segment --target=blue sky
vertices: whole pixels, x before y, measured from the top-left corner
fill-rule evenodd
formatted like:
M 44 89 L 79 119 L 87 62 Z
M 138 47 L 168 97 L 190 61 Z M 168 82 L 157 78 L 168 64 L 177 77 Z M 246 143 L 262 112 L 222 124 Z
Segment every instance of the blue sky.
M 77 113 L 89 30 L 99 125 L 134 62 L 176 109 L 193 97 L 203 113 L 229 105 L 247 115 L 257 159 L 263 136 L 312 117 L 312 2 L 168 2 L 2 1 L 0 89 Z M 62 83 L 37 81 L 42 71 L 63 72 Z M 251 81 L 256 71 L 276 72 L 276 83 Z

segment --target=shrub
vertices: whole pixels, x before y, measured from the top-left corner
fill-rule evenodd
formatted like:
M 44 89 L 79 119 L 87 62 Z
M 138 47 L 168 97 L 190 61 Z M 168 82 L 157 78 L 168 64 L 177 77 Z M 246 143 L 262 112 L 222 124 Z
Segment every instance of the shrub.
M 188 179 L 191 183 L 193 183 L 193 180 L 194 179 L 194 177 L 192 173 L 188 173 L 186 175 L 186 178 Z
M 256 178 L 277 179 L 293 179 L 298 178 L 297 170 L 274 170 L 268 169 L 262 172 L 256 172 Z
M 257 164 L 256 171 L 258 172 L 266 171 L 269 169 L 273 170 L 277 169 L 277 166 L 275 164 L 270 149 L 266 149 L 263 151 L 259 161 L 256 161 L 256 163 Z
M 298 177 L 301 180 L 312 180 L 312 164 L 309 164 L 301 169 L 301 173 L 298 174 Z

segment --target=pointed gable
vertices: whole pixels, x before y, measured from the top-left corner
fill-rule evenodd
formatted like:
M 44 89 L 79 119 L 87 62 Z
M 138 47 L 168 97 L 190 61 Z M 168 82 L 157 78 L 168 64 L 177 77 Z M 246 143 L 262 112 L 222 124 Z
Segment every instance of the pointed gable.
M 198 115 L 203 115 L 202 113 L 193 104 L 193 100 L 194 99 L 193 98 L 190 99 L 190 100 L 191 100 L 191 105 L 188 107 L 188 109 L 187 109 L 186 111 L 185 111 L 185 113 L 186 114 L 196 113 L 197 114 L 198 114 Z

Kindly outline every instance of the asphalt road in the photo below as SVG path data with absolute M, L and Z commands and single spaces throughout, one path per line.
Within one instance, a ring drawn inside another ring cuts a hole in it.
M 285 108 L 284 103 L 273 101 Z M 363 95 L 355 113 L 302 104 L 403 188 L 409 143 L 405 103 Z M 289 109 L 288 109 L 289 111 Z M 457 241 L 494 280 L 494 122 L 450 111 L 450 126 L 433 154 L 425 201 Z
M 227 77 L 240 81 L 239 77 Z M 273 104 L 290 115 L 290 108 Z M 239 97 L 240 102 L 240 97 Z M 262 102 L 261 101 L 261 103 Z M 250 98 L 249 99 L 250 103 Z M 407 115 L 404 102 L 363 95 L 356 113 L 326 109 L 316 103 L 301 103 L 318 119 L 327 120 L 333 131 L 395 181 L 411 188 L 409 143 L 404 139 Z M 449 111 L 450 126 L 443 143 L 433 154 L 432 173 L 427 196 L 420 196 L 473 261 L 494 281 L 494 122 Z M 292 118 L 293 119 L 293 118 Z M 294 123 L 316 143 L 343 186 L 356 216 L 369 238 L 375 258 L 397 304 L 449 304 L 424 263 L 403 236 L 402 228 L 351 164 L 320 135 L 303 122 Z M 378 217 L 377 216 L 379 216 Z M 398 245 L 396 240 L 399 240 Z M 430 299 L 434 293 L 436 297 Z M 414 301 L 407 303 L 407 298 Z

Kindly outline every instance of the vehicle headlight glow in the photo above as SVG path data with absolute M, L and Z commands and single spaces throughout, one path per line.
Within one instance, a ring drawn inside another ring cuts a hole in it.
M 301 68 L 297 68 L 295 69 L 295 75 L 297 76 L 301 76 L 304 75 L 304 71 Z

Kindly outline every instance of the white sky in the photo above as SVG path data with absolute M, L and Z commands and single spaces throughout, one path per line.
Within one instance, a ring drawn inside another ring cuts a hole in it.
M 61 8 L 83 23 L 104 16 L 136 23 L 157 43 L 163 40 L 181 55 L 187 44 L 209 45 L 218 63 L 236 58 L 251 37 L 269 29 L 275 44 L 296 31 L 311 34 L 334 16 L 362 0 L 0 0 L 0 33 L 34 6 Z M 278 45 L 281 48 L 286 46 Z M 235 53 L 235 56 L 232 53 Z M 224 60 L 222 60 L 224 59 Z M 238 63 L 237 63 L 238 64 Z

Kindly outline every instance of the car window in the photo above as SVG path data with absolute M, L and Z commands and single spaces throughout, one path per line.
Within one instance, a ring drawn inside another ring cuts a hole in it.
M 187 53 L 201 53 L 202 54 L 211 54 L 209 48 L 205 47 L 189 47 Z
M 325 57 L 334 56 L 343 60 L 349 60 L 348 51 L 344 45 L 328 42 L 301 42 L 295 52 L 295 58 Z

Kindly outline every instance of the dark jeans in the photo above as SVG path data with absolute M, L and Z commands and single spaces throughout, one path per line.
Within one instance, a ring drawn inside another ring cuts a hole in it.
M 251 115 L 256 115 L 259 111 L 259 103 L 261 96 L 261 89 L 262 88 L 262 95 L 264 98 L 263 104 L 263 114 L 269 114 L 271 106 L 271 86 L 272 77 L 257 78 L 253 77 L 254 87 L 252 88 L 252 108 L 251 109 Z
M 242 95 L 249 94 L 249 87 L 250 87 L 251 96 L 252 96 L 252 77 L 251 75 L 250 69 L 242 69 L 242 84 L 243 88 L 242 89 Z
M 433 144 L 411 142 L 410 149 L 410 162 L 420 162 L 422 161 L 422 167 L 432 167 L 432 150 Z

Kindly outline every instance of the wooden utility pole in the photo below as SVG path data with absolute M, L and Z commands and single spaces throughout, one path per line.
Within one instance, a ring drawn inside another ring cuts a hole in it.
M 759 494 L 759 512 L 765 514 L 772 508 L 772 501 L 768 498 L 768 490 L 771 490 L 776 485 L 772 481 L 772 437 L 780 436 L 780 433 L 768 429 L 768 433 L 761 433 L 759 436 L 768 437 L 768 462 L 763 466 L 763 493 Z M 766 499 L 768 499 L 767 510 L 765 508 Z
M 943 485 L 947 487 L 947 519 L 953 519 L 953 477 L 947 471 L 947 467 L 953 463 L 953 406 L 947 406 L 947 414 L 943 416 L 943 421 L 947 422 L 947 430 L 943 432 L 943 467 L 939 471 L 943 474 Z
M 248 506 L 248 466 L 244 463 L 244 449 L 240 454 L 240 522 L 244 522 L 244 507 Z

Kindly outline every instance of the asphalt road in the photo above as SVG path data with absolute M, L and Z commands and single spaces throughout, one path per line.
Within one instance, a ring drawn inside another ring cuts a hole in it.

☆ ☆ ☆ ☆ ☆

### Instructions to follow
Render all the items above as a JSON list of strings, one string per line, with blank lines left out.

### Task solution
[
  "segment --target=blue sky",
  "vertices: whole pixels, x before y, measured from the top-left corner",
  "fill-rule evenodd",
  "formatted like:",
  "M 44 89 L 79 119 L 87 62 Z",
  "M 138 47 L 168 97 L 190 61 Z M 168 82 L 157 78 L 168 64 L 177 77 Z M 246 143 L 262 112 L 222 124 Z",
  "Segment every instance of the blue sky.",
  "M 77 113 L 89 30 L 99 125 L 134 62 L 176 109 L 193 97 L 203 113 L 229 105 L 247 115 L 257 159 L 263 136 L 312 117 L 312 2 L 168 2 L 2 1 L 0 89 Z M 62 83 L 37 81 L 42 71 L 63 72 Z M 251 81 L 256 71 L 276 72 L 276 83 Z",
  "segment --target=shrub",
  "vertices: whole pixels, x before y, measured from the top-left corner",
  "fill-rule evenodd",
  "formatted like:",
  "M 44 89 L 79 119 L 87 62 Z",
  "M 138 47 L 168 97 L 190 61 Z M 168 82 L 157 78 L 168 64 L 177 77 Z M 246 143 L 262 112 L 222 124 Z",
  "Segment every instance of the shrub.",
  "M 188 179 L 191 183 L 193 183 L 193 180 L 194 179 L 194 177 L 192 173 L 188 173 L 186 175 L 186 178 Z",
  "M 256 178 L 277 179 L 293 179 L 298 178 L 297 170 L 274 170 L 268 169 L 262 172 L 256 172 Z",
  "M 257 164 L 256 171 L 258 172 L 266 171 L 269 169 L 273 170 L 277 169 L 277 166 L 275 164 L 270 149 L 266 149 L 263 151 L 259 161 L 256 161 L 256 163 Z",
  "M 298 177 L 301 180 L 312 180 L 312 164 L 309 164 L 301 169 L 301 173 L 298 174 Z",
  "segment --target=pointed gable",
  "vertices: whole pixels, x before y, measured from the top-left corner",
  "fill-rule evenodd",
  "formatted like:",
  "M 44 89 L 79 119 L 87 62 Z",
  "M 138 47 L 168 97 L 190 61 Z M 168 82 L 157 78 L 168 64 L 177 77 Z M 246 143 L 262 112 L 222 124 Z",
  "Segment every instance of the pointed gable.",
  "M 198 115 L 203 115 L 202 113 L 193 104 L 193 100 L 194 99 L 193 98 L 190 99 L 190 100 L 191 100 L 191 105 L 188 107 L 188 109 L 187 109 L 186 111 L 185 111 L 185 113 L 186 114 L 196 113 L 197 114 L 198 114 Z",
  "Kindly outline every instance of the asphalt road in the photo below as SVG path data with absolute M, L and Z commands and single spaces throughout, one path per line.",
  "Within one instance, a ring drawn inside another ring cuts a hole in it.",
  "M 285 108 L 284 103 L 273 101 Z M 363 95 L 355 113 L 302 104 L 403 188 L 409 143 L 405 103 Z M 289 109 L 288 109 L 289 111 Z M 457 241 L 494 280 L 494 122 L 450 111 L 450 126 L 433 154 L 425 201 Z",
  "M 227 77 L 240 81 L 239 77 Z M 273 104 L 290 115 L 290 108 Z M 239 97 L 240 102 L 240 97 Z M 262 102 L 261 101 L 261 103 Z M 250 98 L 249 99 L 250 103 Z M 407 115 L 404 102 L 363 95 L 356 113 L 326 109 L 316 103 L 301 103 L 318 119 L 327 120 L 333 131 L 395 181 L 411 188 L 409 143 L 404 139 Z M 449 111 L 450 126 L 443 143 L 433 154 L 432 173 L 427 196 L 420 196 L 473 261 L 494 281 L 494 122 Z M 292 118 L 293 119 L 293 118 Z M 294 123 L 316 143 L 343 186 L 356 216 L 369 238 L 375 258 L 397 304 L 449 304 L 424 263 L 403 236 L 402 228 L 351 164 L 320 135 L 303 122 Z M 378 217 L 377 216 L 379 216 Z M 398 245 L 396 240 L 399 240 Z M 430 299 L 434 293 L 436 297 Z M 414 301 L 407 303 L 407 298 Z",
  "Kindly outline every instance of the vehicle headlight glow in the photo above as SVG path data with absolute M, L and Z commands and single spaces throughout, one path per line.",
  "Within one instance, a ring drawn inside another ring cuts a hole in it.",
  "M 301 68 L 297 68 L 295 69 L 295 75 L 297 76 L 301 76 L 304 75 L 304 71 Z",
  "Kindly outline every instance of the white sky in the photo above as SVG path data with absolute M, L and Z commands and single spaces throughout, one path per line.",
  "Within one instance, a ring drawn inside another ring cuts a hole in it.",
  "M 61 8 L 83 23 L 104 16 L 136 23 L 157 43 L 163 40 L 181 55 L 187 44 L 209 45 L 218 63 L 236 58 L 251 37 L 269 29 L 275 44 L 296 31 L 311 34 L 334 16 L 362 0 L 0 0 L 0 33 L 34 6 Z M 278 45 L 281 48 L 286 46 Z M 235 53 L 235 56 L 232 53 Z M 224 60 L 222 60 L 224 59 Z M 238 63 L 237 63 L 238 64 Z",
  "Kindly outline every instance of the car window in the photo above as SVG path data with absolute M, L and Z commands and single spaces throughout, one path per line.",
  "Within one instance, a ring drawn inside another ring cuts a hole in it.",
  "M 187 53 L 201 53 L 202 54 L 211 54 L 209 48 L 205 47 L 189 47 Z",
  "M 325 57 L 334 56 L 343 60 L 349 60 L 348 51 L 344 45 L 328 42 L 301 42 L 295 52 L 295 58 Z",
  "Kindly outline every instance of the dark jeans in the photo above as SVG path data with absolute M, L and Z commands and single spaces throughout, one path per line.",
  "Within one instance, a ring drawn inside another ring cuts a hole in it.",
  "M 251 115 L 256 115 L 259 111 L 259 103 L 261 96 L 261 89 L 262 88 L 262 95 L 264 98 L 263 104 L 263 114 L 269 114 L 271 106 L 271 86 L 272 77 L 257 78 L 253 77 L 254 87 L 252 88 L 252 108 L 251 109 Z",
  "M 242 95 L 249 94 L 249 87 L 250 87 L 251 96 L 252 96 L 252 77 L 251 75 L 250 69 L 242 69 L 242 84 L 243 88 L 242 89 Z",
  "M 433 144 L 411 142 L 410 149 L 410 162 L 420 162 L 422 161 L 422 167 L 432 167 L 432 150 Z",
  "Kindly outline every instance of the wooden utility pole in the photo below as SVG path data with absolute M, L and Z commands and single spaces throughout, one path per line.",
  "Within one instance, a ring drawn inside another ring cuts a hole in it.",
  "M 759 494 L 759 512 L 765 514 L 772 508 L 772 501 L 768 498 L 768 490 L 771 490 L 776 485 L 772 481 L 772 437 L 780 436 L 780 433 L 768 429 L 768 433 L 761 433 L 759 436 L 768 437 L 768 462 L 763 466 L 763 493 Z M 766 499 L 768 499 L 767 510 L 765 508 Z",
  "M 943 485 L 947 487 L 947 519 L 953 519 L 953 477 L 947 471 L 947 467 L 953 463 L 953 406 L 947 406 L 947 414 L 943 416 L 943 421 L 947 422 L 947 430 L 943 432 L 943 467 L 939 471 L 943 474 Z",
  "M 248 506 L 248 466 L 244 463 L 244 449 L 240 454 L 240 522 L 244 522 L 244 507 Z",
  "Kindly outline every instance of the asphalt road in the photo above as SVG path data with absolute M, L and Z commands and single spaces throughout, one path per line.",
  "Within one instance, a ring drawn inside another ring cuts a hole in it."
]